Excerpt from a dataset
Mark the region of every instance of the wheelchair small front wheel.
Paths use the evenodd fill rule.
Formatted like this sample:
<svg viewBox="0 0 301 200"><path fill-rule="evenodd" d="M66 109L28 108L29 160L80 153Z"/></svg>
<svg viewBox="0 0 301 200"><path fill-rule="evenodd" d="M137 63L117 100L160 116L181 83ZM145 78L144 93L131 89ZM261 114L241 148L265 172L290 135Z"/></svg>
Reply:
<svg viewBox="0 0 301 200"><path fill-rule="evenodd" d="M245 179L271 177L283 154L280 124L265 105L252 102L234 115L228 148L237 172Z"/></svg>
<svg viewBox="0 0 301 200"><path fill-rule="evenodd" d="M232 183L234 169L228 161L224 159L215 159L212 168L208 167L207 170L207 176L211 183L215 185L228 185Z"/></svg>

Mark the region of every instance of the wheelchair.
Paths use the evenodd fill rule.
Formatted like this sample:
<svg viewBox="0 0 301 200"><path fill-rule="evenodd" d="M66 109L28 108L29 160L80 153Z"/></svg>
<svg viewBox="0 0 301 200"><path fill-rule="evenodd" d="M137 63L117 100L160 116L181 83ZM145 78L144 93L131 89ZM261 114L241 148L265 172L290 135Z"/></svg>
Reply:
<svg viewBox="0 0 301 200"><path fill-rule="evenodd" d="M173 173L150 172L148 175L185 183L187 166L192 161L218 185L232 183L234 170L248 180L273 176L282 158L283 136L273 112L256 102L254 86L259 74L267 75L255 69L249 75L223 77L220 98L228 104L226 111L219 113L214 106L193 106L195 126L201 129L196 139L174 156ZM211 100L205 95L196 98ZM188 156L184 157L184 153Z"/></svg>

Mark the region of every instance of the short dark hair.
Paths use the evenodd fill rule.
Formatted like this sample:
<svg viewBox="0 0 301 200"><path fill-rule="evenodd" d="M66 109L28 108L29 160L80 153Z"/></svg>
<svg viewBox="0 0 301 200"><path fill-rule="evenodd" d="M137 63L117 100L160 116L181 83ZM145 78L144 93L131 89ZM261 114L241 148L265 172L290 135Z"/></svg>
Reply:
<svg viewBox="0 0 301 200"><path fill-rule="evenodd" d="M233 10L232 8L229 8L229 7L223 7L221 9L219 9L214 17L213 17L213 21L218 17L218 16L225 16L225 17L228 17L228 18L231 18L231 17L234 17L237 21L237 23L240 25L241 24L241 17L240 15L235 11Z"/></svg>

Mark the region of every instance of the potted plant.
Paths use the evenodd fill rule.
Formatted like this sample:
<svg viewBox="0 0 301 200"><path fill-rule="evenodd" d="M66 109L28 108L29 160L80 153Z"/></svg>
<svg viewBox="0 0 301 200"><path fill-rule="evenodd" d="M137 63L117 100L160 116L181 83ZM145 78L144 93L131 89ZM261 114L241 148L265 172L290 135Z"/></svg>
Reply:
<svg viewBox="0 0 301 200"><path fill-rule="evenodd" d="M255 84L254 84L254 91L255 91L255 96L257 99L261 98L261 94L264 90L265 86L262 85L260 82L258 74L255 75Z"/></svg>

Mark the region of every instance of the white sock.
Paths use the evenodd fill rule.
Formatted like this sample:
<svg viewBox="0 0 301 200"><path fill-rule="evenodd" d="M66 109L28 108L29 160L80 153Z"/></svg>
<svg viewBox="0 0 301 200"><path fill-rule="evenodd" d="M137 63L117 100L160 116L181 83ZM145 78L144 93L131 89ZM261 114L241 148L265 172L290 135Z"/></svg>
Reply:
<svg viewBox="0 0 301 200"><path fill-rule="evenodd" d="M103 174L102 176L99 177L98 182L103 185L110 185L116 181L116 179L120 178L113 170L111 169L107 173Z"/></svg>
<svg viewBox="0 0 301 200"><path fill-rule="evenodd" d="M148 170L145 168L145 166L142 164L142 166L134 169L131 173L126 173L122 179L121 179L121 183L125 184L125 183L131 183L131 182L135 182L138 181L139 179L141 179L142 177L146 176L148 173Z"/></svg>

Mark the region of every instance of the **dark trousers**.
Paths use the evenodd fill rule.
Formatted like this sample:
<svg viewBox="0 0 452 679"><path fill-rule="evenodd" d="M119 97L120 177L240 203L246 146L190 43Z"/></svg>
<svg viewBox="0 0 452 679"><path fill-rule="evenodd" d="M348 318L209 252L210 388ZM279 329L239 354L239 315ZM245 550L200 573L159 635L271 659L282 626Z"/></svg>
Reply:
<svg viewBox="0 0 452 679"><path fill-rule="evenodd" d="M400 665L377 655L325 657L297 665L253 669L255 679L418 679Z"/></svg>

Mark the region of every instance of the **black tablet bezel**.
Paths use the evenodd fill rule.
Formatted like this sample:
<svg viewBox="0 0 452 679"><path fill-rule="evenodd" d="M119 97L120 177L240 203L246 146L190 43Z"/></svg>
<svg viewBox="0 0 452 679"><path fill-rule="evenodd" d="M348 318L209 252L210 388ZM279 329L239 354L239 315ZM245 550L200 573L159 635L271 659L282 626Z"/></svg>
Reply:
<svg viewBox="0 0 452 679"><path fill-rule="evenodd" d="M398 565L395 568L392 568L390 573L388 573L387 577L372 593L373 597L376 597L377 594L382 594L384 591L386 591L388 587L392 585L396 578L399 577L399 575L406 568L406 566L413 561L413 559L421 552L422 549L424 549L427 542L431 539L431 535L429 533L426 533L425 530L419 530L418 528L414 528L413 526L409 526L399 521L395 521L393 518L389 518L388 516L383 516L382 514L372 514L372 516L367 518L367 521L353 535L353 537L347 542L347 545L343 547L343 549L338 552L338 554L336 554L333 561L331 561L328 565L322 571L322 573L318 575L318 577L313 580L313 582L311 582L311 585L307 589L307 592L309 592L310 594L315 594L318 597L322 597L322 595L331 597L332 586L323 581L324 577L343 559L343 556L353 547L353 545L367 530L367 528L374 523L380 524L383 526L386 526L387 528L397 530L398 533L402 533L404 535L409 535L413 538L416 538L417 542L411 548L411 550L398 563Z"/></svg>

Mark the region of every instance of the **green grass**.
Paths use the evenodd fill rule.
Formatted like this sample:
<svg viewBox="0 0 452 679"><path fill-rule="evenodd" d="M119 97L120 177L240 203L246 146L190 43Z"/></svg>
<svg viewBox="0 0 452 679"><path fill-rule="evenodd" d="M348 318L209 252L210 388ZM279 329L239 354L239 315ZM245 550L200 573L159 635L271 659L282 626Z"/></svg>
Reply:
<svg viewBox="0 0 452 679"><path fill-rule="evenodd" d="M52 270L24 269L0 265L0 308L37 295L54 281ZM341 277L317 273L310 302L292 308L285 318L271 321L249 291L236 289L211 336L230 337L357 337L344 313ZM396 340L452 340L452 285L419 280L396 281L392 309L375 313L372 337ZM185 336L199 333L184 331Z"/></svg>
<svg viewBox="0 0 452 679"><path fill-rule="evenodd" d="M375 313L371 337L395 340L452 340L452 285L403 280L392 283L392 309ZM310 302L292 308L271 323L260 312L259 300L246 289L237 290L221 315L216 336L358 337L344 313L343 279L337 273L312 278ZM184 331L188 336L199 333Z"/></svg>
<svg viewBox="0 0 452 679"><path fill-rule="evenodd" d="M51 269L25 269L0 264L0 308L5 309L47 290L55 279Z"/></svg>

---

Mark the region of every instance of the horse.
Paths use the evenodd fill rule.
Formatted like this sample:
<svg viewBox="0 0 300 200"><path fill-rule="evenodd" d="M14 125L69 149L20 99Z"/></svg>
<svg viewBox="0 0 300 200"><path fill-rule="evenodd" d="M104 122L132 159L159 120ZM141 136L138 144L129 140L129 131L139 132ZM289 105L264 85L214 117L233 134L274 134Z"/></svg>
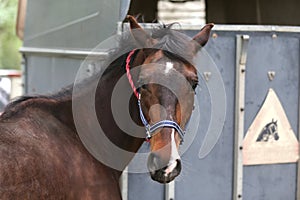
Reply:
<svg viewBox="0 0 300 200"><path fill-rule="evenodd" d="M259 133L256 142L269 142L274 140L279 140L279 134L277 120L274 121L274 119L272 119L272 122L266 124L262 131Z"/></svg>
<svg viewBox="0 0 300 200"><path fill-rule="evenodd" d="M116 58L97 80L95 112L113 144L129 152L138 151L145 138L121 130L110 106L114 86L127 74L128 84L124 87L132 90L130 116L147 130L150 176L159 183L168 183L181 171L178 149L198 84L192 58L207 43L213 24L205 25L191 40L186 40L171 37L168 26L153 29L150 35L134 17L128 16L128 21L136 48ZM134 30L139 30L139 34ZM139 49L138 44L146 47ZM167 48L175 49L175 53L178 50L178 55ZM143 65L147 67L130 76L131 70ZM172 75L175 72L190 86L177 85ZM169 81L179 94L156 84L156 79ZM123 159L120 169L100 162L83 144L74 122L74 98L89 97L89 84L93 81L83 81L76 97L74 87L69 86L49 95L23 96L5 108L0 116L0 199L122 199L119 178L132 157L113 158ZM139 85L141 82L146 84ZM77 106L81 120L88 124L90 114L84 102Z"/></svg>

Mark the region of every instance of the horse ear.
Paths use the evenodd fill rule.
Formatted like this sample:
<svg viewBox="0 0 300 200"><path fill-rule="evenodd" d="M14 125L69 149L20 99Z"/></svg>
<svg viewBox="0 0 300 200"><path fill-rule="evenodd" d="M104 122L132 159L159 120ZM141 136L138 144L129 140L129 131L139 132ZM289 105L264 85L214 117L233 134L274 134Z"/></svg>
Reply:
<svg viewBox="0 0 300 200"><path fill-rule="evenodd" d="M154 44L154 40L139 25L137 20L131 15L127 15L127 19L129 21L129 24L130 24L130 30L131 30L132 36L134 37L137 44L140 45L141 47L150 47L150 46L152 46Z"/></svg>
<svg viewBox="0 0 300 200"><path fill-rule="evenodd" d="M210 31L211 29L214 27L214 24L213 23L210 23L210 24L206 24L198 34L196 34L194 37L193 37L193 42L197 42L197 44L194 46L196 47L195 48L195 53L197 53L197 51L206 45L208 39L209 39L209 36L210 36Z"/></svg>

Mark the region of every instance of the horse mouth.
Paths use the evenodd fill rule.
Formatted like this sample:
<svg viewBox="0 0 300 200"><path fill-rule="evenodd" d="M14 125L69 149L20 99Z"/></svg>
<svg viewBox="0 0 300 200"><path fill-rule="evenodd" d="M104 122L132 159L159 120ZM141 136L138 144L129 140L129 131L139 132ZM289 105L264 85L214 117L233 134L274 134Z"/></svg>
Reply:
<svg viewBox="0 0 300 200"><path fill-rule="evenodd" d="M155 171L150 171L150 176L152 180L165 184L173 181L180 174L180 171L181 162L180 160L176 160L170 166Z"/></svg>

Problem statement
Return every line of the entries above that contains the word "horse".

Expected answer
Mark the region of every instance of the horse.
Mark the region of every instance of the horse ear.
Mark the region of every instance of the horse mouth.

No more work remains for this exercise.